TEXT FOR ANALYSIS Start Marker

A review of two years' worth of healthcare claims data on thousands of patients reveals, contrary to the prevailing view, that unlimited primary care drives down overall costs while improving patient outcomes and experience.
The analysis by Qliance Medical Management Inc. – hailed by Time magazine as "one of the most intriguing experiments in the medical industry" – reveals that the increasingly popular "direct primary care" model, with its emphasis on unrestricted access to primary care, makes healthcare 20 percent less expensive than traditional health insurance yet leaves patients feeling more satisfied with their care.
The success of the monthly-fee primary care model challenges the notion that simply making traditional health insurance available to all is the best way to heal the nation's troubled healthcare system, according to Qliance President and Chief Executive Officer Erika Bliss, MD.

TEXT FOR ANALYSIS End Marker
ENTRIES PROVIDED Start Marker

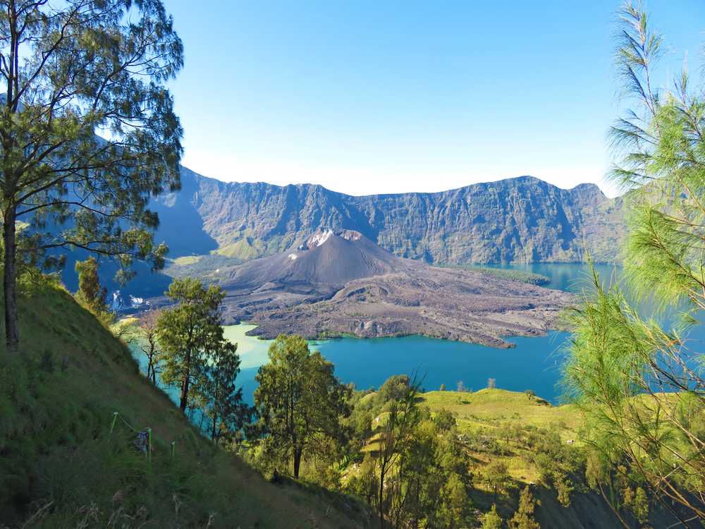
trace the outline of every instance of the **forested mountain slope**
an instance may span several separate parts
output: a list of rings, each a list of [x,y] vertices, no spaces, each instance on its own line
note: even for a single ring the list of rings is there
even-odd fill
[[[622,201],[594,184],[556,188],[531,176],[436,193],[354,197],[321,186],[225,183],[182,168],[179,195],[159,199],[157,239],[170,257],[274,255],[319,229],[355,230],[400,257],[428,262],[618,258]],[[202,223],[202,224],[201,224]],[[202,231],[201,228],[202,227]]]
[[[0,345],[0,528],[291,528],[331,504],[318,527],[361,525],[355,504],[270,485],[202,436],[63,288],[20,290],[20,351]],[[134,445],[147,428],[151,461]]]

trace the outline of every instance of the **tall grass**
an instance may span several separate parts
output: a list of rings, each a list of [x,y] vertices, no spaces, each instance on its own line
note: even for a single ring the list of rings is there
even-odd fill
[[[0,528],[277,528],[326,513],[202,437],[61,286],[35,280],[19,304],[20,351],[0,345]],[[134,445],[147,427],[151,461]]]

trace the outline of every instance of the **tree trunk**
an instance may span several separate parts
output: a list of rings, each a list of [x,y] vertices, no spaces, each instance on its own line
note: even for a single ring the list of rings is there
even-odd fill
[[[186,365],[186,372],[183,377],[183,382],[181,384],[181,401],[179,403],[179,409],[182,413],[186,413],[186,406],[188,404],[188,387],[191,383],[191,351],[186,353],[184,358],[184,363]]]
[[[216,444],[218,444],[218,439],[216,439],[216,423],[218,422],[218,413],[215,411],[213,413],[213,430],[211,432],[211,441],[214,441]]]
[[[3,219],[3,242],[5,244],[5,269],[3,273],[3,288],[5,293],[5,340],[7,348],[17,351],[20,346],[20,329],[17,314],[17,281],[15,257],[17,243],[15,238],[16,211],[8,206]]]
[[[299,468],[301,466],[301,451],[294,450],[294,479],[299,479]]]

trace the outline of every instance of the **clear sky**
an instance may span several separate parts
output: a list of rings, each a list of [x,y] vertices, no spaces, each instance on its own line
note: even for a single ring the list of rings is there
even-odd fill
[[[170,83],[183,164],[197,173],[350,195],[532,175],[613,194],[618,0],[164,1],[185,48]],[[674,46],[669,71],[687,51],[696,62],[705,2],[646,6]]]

ENTRIES PROVIDED End Marker

### [WHAT TO WORK ON]
(a) In the text on direct primary care, how much less expensive than traditional health insurance does the model make healthcare?
(b) Proceed with the text on direct primary care from its last sentence.

### [ANSWERS TO THE TASKS]
(a) 20 percent less expensive.

(b)
"At a time when our country is struggling to make healthcare less costly, our results confirm that primary care, when made more personalized and accessible to patients, can lower specialty and hospital costs, and keep people healthier and more productive," said Bliss, a practicing primary care physician. "We have an opportunity to rebuild our healthcare system to ensure we're delivering the right kind of care in the right place at the right time. But we can't do that without investing in primary care that puts the patient and the doctor-patient relationship first."
A 2014 assessment of Qliance's patients' experience, conducted using the national CAHPS survey, placed Qliance above the 95th percentile in overall patient satisfaction, well above the 90th percentile nationally.